▶ [Prompt]: Repeat each entry exactly and drop the pictures.

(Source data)
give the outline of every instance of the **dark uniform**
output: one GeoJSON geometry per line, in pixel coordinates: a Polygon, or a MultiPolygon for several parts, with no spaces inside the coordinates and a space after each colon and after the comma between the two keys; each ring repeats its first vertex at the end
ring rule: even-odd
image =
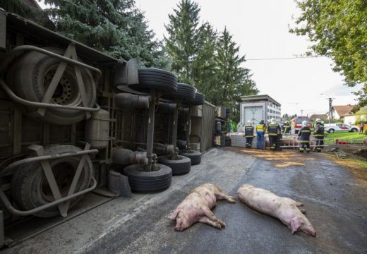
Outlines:
{"type": "Polygon", "coordinates": [[[307,152],[310,152],[310,135],[311,131],[307,126],[303,126],[299,130],[299,152],[303,152],[305,147],[307,152]]]}
{"type": "Polygon", "coordinates": [[[245,126],[245,138],[246,138],[246,147],[247,148],[251,148],[252,140],[253,138],[253,126],[245,126]]]}
{"type": "Polygon", "coordinates": [[[277,146],[277,141],[278,140],[278,134],[282,132],[282,128],[277,123],[270,123],[267,126],[267,131],[269,133],[270,150],[275,150],[277,146]]]}
{"type": "Polygon", "coordinates": [[[291,126],[289,126],[289,123],[286,123],[284,124],[284,133],[291,133],[291,126]]]}
{"type": "Polygon", "coordinates": [[[316,151],[321,152],[321,149],[324,145],[324,133],[325,127],[321,123],[316,123],[315,130],[313,131],[313,136],[316,140],[316,151]]]}
{"type": "Polygon", "coordinates": [[[264,121],[256,125],[256,147],[258,149],[264,149],[264,132],[265,131],[265,124],[264,121]]]}

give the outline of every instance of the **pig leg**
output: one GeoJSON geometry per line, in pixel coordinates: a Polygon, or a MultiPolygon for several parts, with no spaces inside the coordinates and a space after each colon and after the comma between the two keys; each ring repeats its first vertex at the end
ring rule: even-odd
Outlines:
{"type": "Polygon", "coordinates": [[[225,199],[226,200],[227,200],[229,202],[236,202],[236,198],[226,195],[226,194],[223,193],[222,192],[219,192],[217,193],[215,193],[215,198],[219,200],[225,199]]]}
{"type": "Polygon", "coordinates": [[[303,209],[303,208],[299,208],[299,210],[301,212],[302,212],[303,214],[305,214],[306,213],[306,210],[303,209]]]}
{"type": "Polygon", "coordinates": [[[215,215],[214,215],[213,212],[212,212],[212,210],[210,209],[207,208],[207,209],[204,210],[204,214],[207,217],[208,217],[209,219],[210,219],[211,220],[212,220],[215,222],[218,222],[222,227],[226,226],[226,224],[224,223],[224,222],[217,218],[215,217],[215,215]]]}
{"type": "Polygon", "coordinates": [[[168,219],[172,219],[172,220],[176,220],[176,217],[177,217],[178,213],[179,213],[179,210],[175,210],[174,211],[172,212],[172,213],[171,214],[168,215],[168,219]]]}
{"type": "Polygon", "coordinates": [[[208,225],[215,226],[215,227],[216,227],[217,229],[222,229],[222,225],[219,222],[213,222],[212,220],[211,220],[210,219],[209,219],[206,216],[203,216],[201,218],[200,218],[199,222],[207,224],[208,225]]]}

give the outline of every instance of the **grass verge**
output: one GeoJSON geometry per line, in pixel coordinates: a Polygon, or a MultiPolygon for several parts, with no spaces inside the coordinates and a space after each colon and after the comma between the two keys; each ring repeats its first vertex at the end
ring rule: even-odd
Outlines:
{"type": "Polygon", "coordinates": [[[335,132],[334,133],[327,133],[326,138],[338,138],[340,140],[361,140],[367,137],[365,134],[359,133],[335,132]]]}

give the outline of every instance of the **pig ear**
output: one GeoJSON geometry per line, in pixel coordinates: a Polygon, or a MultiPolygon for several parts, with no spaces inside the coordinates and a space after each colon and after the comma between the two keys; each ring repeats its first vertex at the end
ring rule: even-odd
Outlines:
{"type": "Polygon", "coordinates": [[[301,226],[301,225],[302,225],[302,222],[299,218],[294,217],[292,219],[291,219],[291,234],[296,232],[298,230],[298,229],[301,226]]]}
{"type": "Polygon", "coordinates": [[[175,210],[174,211],[172,212],[172,213],[171,214],[169,214],[168,216],[168,218],[169,219],[175,220],[178,214],[179,214],[179,210],[175,210]]]}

▶ [Response to this exercise]:
give the outline of every instance of the **dark uniform**
output: one GeoJSON geometry per line, in pixel coordinates: a Polygon, or a MultiPolygon for several parts, with no spaces inside the coordinates and a space after each colon and after the comma between the two keys; each ring repeats its first vertex at the end
ring rule: even-odd
image =
Outlines:
{"type": "Polygon", "coordinates": [[[307,152],[310,152],[310,135],[311,131],[307,126],[303,126],[299,130],[299,152],[303,152],[305,147],[307,152]]]}
{"type": "Polygon", "coordinates": [[[245,126],[245,138],[246,138],[246,147],[247,148],[251,148],[252,140],[253,138],[253,126],[245,126]]]}
{"type": "Polygon", "coordinates": [[[277,146],[277,141],[278,140],[278,134],[282,132],[282,128],[277,123],[270,123],[267,126],[267,131],[269,133],[270,150],[275,150],[277,146]]]}
{"type": "Polygon", "coordinates": [[[291,126],[289,126],[289,123],[286,123],[284,124],[284,133],[291,133],[291,126]]]}
{"type": "Polygon", "coordinates": [[[316,151],[321,152],[321,149],[324,145],[324,133],[325,127],[321,123],[316,123],[315,130],[313,131],[313,136],[316,140],[316,151]]]}
{"type": "Polygon", "coordinates": [[[264,121],[256,125],[256,147],[258,149],[264,149],[264,132],[265,131],[265,124],[264,121]]]}

give the outline of every instance of the **pig leg**
output: one GeoJSON geometry per line, in pixel coordinates: a Polygon, or a MultiPolygon for several parts, with no spaces inside the coordinates and a space after each colon and after the comma between the two keys; each ring repeats its first vertex at the end
ring rule: even-odd
Outlines:
{"type": "Polygon", "coordinates": [[[225,199],[226,200],[227,200],[229,202],[236,202],[236,198],[226,195],[226,194],[223,193],[222,192],[219,192],[217,193],[215,193],[215,198],[219,200],[225,199]]]}
{"type": "Polygon", "coordinates": [[[303,209],[303,208],[299,208],[299,210],[301,212],[302,212],[303,214],[305,214],[306,213],[306,210],[303,209]]]}
{"type": "Polygon", "coordinates": [[[215,215],[214,215],[213,212],[212,212],[212,210],[210,209],[207,208],[207,209],[204,210],[204,214],[207,217],[208,217],[209,219],[210,219],[211,220],[212,220],[215,222],[218,222],[222,227],[226,226],[226,224],[224,223],[224,222],[217,218],[215,217],[215,215]]]}
{"type": "Polygon", "coordinates": [[[168,219],[172,219],[172,220],[176,220],[176,217],[177,217],[178,213],[179,213],[179,210],[175,210],[174,211],[172,212],[172,213],[171,214],[168,215],[168,219]]]}
{"type": "Polygon", "coordinates": [[[208,225],[215,226],[215,227],[216,227],[217,229],[222,229],[222,225],[219,222],[213,222],[212,220],[211,220],[210,219],[209,219],[206,216],[203,216],[201,218],[200,218],[199,222],[207,224],[208,225]]]}

give the outline of every instance of the **grass verge**
output: one GeoJSON geometry per line, in pixel coordinates: a Polygon, or a MultiPolygon for several parts, with no spaces inside the coordinates and a space after each colon and after the comma between the two keys; each ring repeats its first vertex at the end
ring rule: even-odd
Outlines:
{"type": "Polygon", "coordinates": [[[335,132],[334,133],[327,133],[326,138],[338,138],[340,140],[361,140],[367,137],[365,134],[359,133],[335,132]]]}

give the outline of every instance of the **pig ear**
output: one GeoJSON geometry per line, in pixel coordinates: a Polygon, or a MultiPolygon for several parts, with no spaces inside the coordinates and a space after each colon and after the comma between the two keys; each ring repeats its first vertex at the end
ring rule: even-odd
Outlines:
{"type": "Polygon", "coordinates": [[[301,226],[301,225],[302,225],[302,222],[299,218],[294,217],[292,219],[291,219],[291,234],[296,232],[298,230],[298,229],[301,226]]]}
{"type": "Polygon", "coordinates": [[[175,210],[174,211],[172,212],[172,213],[171,214],[169,214],[168,216],[168,218],[169,219],[175,220],[178,214],[179,214],[179,210],[175,210]]]}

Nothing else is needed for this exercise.